Texto de origem |
┌──

Relato dos Tenharim presos: “Somos inocentes. Estamos sem chuva, sem céu, sem nossos rituais. Isso é Justiça?”

por ALCEU LUÍS CASTILHO
(@alceucastilho)

Cinco indígenas da etnia Tenharim estão presos desde o dia 30 de janeiro, em Porto Velho, acusados – num processo kafkiano – de assassinar três pessoas em dezembro de 2013. O blog reproduz aqui depoimentos dos acusados obtidos pela antropóloga Rebeca Campos Ferreira, do Ministério Público Federal. Eles declaram inocência. E relatam não conseguir se adaptar às condições do presídio: sem a comida tradicional deles, sem rede, sem cocar, sem rituais. “Não tem quase sol, nem chuva, nem o céu”. Um sexto indígena foi denunciado à Justiça em abril, o cacique Aurelio Tenharim. “A justiça ouviu o povo branco e os poderosos, por isso que prendeu a gente e deixa a gente aqui?”

Para entender mais o caso – que envolve um apartheid contra os indígenas e a destruição da sede da Funai, em dezembro, em Humaitá - leia este relato que fiz na Agência Pública, após cinco dias em Humaitá (AM) e região: “A batalha de Humaitá”. E este artigo no blog: “O sonho do pajé, a conta de luz ou a galinha?

└──

Dados fornecidos |
┌──

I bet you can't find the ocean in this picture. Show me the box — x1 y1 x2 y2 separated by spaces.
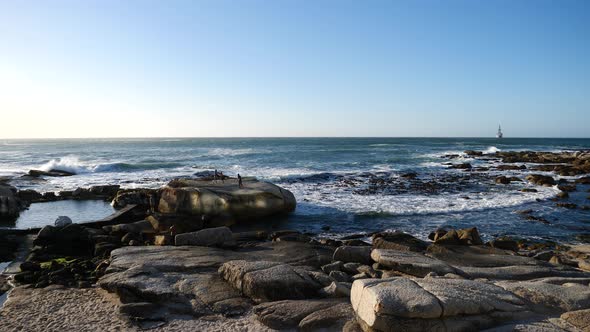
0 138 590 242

└──
┌──

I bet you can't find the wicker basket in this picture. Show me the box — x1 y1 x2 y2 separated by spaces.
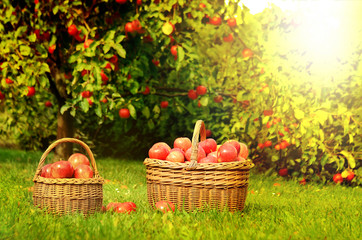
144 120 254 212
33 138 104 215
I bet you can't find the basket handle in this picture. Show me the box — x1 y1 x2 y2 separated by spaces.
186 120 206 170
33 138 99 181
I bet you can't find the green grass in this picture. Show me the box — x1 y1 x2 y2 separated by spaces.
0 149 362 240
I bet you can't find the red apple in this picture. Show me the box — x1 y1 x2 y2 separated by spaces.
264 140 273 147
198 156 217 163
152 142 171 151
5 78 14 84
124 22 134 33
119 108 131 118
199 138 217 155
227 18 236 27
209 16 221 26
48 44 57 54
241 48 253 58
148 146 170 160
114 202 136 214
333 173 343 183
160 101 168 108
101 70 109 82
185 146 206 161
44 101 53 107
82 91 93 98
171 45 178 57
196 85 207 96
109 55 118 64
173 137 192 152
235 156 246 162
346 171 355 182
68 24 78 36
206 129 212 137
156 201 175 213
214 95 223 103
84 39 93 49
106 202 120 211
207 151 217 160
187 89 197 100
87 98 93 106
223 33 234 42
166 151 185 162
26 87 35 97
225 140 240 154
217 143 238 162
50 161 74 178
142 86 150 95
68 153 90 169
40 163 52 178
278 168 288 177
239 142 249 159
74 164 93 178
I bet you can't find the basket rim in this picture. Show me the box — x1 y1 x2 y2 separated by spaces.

└──

Instruções |
A. Na listagem, reescreva tudo desde a linha que contém "I bet you can't find the red" até a linha que contém "214 95 223 103", ambas incluídas, conservando as frases em inglês sem alteração. Ajuste as coordenadas das caixas somando -118 a cada número.
B. Retome o relato sobre os Tenharim presos a partir da última frase apresentada.

Respostas por tarefa |
A.
I bet you can't find the red apple in this picture. Show me the box — x1 y1 x2 y2 separated by spaces.
146 22 155 29
80 38 99 45
34 24 53 33
-113 -40 -104 -34
6 -96 16 -85
1 -10 13 0
81 20 99 37
109 -100 118 -91
91 -102 103 -92
-70 -74 -61 -64
123 -70 135 -60
30 28 52 42
-4 84 18 96
215 55 225 65
42 -17 50 -10
-17 -48 -9 -36
67 28 88 43
-74 -17 -65 -11
-36 -27 -25 -20
53 -73 60 -61
78 -33 89 -22
-9 -63 0 -54
55 19 74 34
117 38 128 44
228 53 237 64
-50 -94 -40 -82
88 11 94 19
38 83 57 95
96 -23 105 -15

B.
Segue o relato feito pela antropóloga, que inclui queixas sobre falta de apoio jurídico da Funai e das organizações de apoio aos povos indígenas:

Em 22 de maio de 2014 eu, Rebeca Campos Ferreira, Perita em Antropologia do Ministério Publico Federal, estive na Penitenciaria de Médio Porte Pandinha, em Porto Velho – RO, com os indígenas Gilson Tenharim, professor da aldeia Campinho-hũ, de 19 anos; Gilvan Tenharim, irmão do anterior e, como ele, também professor da aldeia Campinho-hũ, de 24 anos; Valdinar Tenharim, agente indígena de saneamento da aldeia Campinho-hũ, de 30 anos; Domiceno Tenharim, professor e cacique da aldeia Taboca, de 33 anos; e Simeão Tenharim, agente indígena de saúde da aldeia Marmelos, de 36 anos. Na ocasião ouvi a narrativa que segue transcrita, “um apelo” como chamaram os indígenas, para ser repassada aos parentes, às autoridades e à sociedade brasileira. A narrativa a seguir foi realizada por todos eles, simultaneamente.

(Os intertítulos e explicações não fazem parte do relato original de Rebeca.)


“Queremos registrar o que a gente passa aqui.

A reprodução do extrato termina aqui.